WHAT NEEDS TO BE DONE ▸
Collect every line below that contains the word "mountain" and copy each one.

* BEGIN *

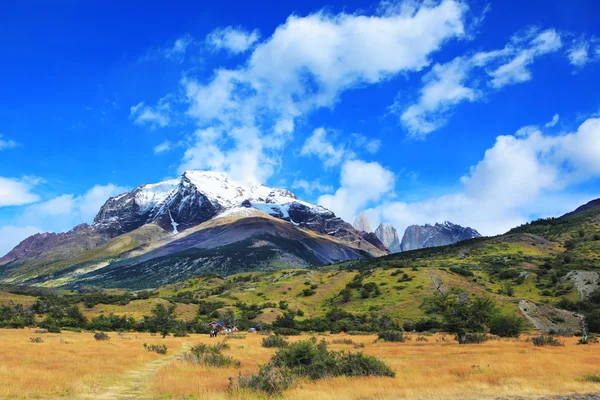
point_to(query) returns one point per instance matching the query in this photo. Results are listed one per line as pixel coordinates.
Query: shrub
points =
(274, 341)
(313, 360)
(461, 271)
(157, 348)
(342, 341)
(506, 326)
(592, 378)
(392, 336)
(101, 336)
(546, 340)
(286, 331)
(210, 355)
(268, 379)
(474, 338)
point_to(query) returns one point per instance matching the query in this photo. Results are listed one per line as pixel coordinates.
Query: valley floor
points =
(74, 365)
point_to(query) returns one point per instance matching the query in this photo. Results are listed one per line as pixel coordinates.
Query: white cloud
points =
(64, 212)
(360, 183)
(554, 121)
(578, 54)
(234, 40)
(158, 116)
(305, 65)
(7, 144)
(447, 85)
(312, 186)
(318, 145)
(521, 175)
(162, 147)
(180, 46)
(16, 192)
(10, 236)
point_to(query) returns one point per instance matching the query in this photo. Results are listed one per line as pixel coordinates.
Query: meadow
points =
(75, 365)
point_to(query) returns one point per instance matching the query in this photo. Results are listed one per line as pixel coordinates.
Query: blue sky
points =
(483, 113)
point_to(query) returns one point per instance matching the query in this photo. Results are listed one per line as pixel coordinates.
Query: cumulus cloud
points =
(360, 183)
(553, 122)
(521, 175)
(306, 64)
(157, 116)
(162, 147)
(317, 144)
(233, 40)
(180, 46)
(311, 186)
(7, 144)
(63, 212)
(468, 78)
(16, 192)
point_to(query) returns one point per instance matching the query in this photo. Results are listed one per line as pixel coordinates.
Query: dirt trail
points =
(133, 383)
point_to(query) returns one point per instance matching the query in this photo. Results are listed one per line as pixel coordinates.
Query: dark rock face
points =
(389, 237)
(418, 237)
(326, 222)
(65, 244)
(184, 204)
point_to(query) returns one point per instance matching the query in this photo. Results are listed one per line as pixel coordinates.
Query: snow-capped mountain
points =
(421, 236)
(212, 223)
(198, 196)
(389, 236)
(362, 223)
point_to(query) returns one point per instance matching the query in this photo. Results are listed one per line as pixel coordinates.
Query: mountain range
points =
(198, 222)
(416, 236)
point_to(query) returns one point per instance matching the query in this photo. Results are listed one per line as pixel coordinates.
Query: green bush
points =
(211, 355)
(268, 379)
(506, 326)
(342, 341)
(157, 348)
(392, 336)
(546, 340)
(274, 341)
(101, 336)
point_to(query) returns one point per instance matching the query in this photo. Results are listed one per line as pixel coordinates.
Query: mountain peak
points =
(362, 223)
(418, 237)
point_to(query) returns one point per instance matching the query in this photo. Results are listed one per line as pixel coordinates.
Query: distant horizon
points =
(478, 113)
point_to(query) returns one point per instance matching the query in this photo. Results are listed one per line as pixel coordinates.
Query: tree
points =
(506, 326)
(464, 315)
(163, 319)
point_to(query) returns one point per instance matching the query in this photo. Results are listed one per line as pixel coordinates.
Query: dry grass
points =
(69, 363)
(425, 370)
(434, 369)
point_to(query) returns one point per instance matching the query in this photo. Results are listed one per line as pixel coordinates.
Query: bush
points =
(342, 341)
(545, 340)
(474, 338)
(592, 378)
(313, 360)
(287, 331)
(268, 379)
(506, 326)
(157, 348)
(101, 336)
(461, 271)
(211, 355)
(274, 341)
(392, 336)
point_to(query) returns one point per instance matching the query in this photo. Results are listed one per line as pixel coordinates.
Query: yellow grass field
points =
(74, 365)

* END *

OUTPUT FOR THIS TASK ▸
Query: snow-capped mountain
Query: mountain range
Query: mountain peak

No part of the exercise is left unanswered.